課題資料:
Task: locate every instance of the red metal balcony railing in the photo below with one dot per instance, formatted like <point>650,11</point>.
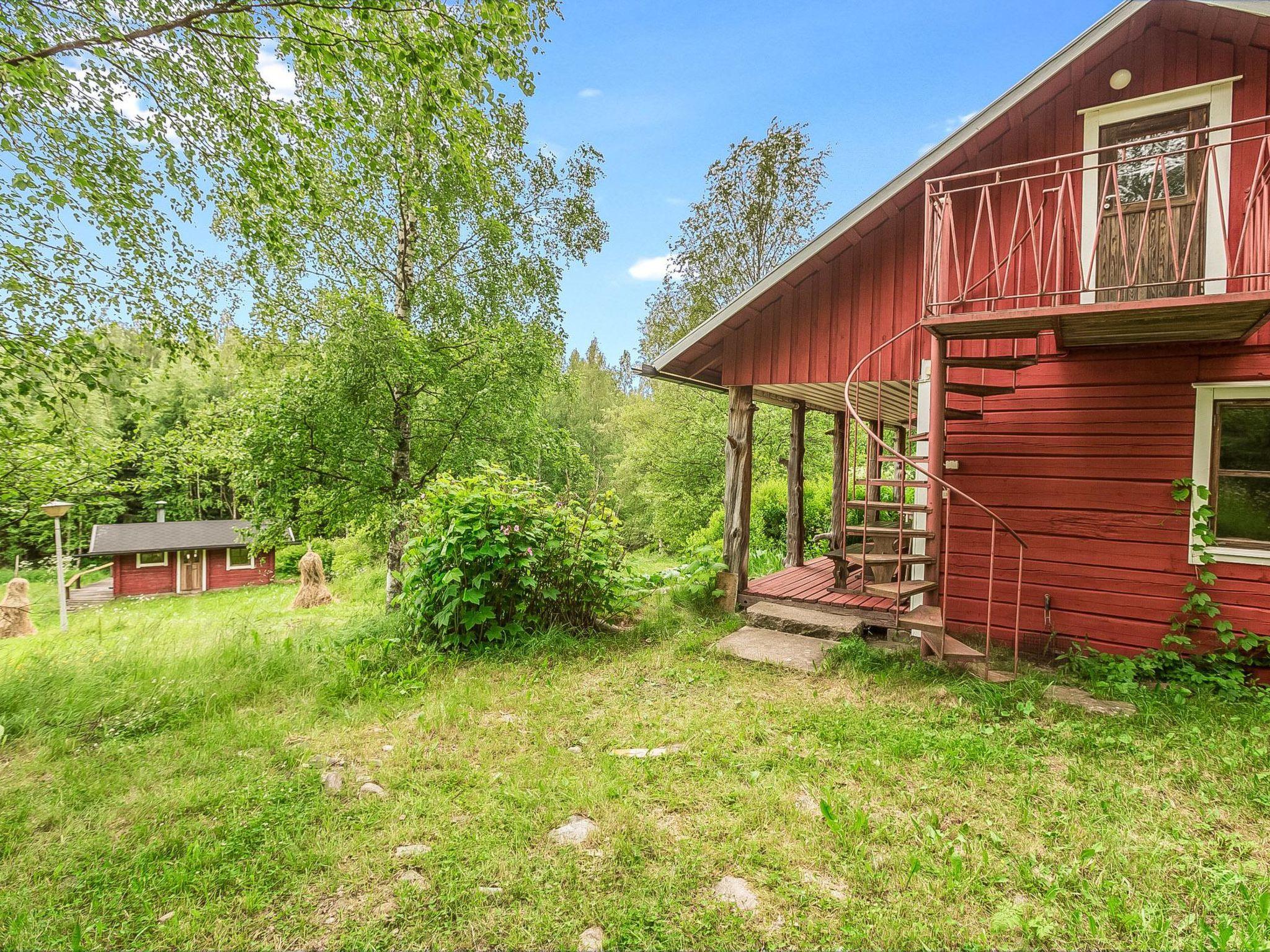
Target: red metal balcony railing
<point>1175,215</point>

==

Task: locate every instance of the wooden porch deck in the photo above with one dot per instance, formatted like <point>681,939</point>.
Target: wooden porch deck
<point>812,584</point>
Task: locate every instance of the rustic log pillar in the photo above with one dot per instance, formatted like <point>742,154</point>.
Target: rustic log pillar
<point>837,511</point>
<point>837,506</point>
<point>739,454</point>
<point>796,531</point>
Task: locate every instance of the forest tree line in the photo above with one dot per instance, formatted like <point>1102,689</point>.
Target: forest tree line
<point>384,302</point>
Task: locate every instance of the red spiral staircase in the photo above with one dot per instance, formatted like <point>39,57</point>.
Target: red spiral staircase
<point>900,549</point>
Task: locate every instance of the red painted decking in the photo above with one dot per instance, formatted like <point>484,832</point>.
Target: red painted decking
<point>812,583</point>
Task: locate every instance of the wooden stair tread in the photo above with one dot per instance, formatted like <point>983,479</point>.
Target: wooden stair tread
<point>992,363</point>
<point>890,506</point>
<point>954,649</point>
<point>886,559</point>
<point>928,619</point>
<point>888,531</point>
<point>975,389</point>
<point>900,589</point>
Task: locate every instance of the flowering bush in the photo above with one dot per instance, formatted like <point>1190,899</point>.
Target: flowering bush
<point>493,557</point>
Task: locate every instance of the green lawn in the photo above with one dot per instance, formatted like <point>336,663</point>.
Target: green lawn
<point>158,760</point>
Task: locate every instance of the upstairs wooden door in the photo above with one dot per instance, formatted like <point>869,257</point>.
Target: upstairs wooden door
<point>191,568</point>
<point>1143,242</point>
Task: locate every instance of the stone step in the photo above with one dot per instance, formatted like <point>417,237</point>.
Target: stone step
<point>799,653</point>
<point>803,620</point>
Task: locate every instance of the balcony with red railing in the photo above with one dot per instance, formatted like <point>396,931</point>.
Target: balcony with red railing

課題指示: 「Task: locate every instance of the flowering」を含む行から始まり「<point>1143,242</point>」を含む行で終わる範囲を、「upstairs」を「second-floor」に置き換える形で編集してください。その他の箇所は一切変更せず、該当する行のみを示してください。

解答記述:
Task: locate every instance of the flowering bush in the photo above with one dot per instance, formatted like <point>1190,899</point>.
Target: flowering bush
<point>493,557</point>
Task: locate every instance of the green lawn in the photo above with one dot per instance, formatted like <point>336,663</point>.
Target: green lawn
<point>158,760</point>
Task: locate every instance of the second-floor wooden door in the photo above with one dot per instance, formatted like <point>869,257</point>.
Target: second-floor wooden door
<point>191,568</point>
<point>1143,242</point>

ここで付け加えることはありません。